GIVEN REQUEST A => Reproduce the entries word for word, without any changes. Begin at the line that contains "Task: place one keypoint per instance of the cloudy" and continue through the final line of the entries.

SOURCE EXCERPT =>
↓

1.   This form is required by Rule 12b-25 (17 CFR 240.12b-25) of the General
     Rules and Regulations under the Securities Exchange Act of 1934.

2.   One signed original and four conformed copies of this form and amendments
     thereto must be completed and filed with the Securities and Exchange
     Commission, Washington, D.C. 20549, in accordance with Rule 0-3 of the
     General Rules and Regulations under the Act. The information contained in
     or filed with the form will be made a matter of public record in the
     Commission files.

3.   A manually signed copy of the form and amendments thereto shall be filed
     with each national securities exchange on which any class of securities of
     the registrant is registered.

4.   Amendments to the notifications must also be filed on Form 12b-25 but need
     not restate information that has been correctly furnished. The form shall
     be clearly identified as an amended notification.

5.   Electronic Filers. This form shall not be used by electronic filers unable
     to timely file a report solely due to electronic difficulties. Filers
     unable to submit reports within the time period prescribed due to
     difficulties in electronic filing should comply with either Rule 201 or
     Rule 202 of Regulation S-T (ss.232.201 or ss.232.202 of this chapter) or
     apply for an adjustment in filing date pursuant to Rule 13(b) of Regulation
     S-T (ss.232.13(b) of this chapter.

↑

RAW RECORDS =>

↓

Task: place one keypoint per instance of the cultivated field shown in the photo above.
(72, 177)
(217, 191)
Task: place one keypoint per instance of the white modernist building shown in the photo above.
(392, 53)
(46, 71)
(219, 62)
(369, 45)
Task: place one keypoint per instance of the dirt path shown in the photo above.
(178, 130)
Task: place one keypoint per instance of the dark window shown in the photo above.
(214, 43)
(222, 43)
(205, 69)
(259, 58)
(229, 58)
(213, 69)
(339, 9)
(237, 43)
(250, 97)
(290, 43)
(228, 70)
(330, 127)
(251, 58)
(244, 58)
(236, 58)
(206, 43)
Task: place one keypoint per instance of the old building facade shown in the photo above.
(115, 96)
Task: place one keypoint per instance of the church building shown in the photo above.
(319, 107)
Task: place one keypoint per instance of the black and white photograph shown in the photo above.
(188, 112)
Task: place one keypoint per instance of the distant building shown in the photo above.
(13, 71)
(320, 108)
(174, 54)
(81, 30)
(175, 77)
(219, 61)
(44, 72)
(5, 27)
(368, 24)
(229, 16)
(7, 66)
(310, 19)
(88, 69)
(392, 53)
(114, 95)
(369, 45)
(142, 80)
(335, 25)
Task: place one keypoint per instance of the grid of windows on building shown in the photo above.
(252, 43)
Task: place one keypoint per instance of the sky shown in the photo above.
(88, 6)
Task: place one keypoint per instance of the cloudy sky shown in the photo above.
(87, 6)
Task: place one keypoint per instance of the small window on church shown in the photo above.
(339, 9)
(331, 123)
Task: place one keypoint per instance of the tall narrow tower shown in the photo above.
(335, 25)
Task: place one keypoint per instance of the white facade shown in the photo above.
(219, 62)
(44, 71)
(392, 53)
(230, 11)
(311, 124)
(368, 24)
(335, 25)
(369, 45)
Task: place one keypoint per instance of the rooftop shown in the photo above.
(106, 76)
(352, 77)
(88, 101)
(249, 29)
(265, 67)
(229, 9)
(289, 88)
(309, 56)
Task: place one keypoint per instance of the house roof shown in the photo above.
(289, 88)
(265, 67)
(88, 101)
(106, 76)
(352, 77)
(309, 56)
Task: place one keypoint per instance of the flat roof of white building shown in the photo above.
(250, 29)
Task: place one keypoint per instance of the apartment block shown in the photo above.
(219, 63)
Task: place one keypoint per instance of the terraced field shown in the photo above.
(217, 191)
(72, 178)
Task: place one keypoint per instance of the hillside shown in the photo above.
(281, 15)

↑

GIVEN REQUEST B => Using the Form 12b-25 instructions, decide whether each statement agrees with the text. Give yes or no for each, along with the deciding words quoted from the text. (i) One signed original and four conformed copies of the form must be filed with the Commission. (ii) An amended notification must restate all information given in the original notification. (iii) Electronic filers who miss a deadline solely because of electronic difficulties should use this form.

CORRECT ANSWER A =>
Task: place one keypoint per instance of the cloudy sky shown in the photo above.
(87, 6)
Task: place one keypoint per instance of the small window on church shown in the photo above.
(339, 9)
(331, 123)
Task: place one keypoint per instance of the tall narrow tower shown in the photo above.
(335, 25)
Task: place one keypoint per instance of the white facade shown in the photo above.
(219, 62)
(44, 71)
(392, 53)
(230, 11)
(311, 124)
(368, 24)
(335, 25)
(369, 45)
Task: place one keypoint per instance of the rooftop shown in the photo above.
(106, 76)
(352, 77)
(88, 101)
(249, 29)
(265, 67)
(229, 9)
(289, 88)
(309, 56)
Task: place one keypoint per instance of the house roof shown in the photo above.
(289, 88)
(265, 67)
(88, 101)
(106, 76)
(352, 77)
(309, 56)
Task: place one keypoint per instance of the flat roof of white building shown in the photo above.
(250, 29)
Task: place one keypoint per instance of the apartment block shown in the photo above.
(219, 63)
Task: place one keypoint per instance of the terraced field shown in the photo above.
(217, 191)
(72, 178)
Task: place one keypoint per instance of the hillside shown in the photo above.
(281, 15)

CORRECT ANSWER B =>
(i) Yes: "One signed original and four conformed copies of this form and amendments thereto must be completed and filed with the Securities and Exchange Commission"
(ii) No: "need not restate information that has been correctly furnished"
(iii) No: "This form shall not be used by electronic filers unable to timely file a report solely due to electronic difficulties."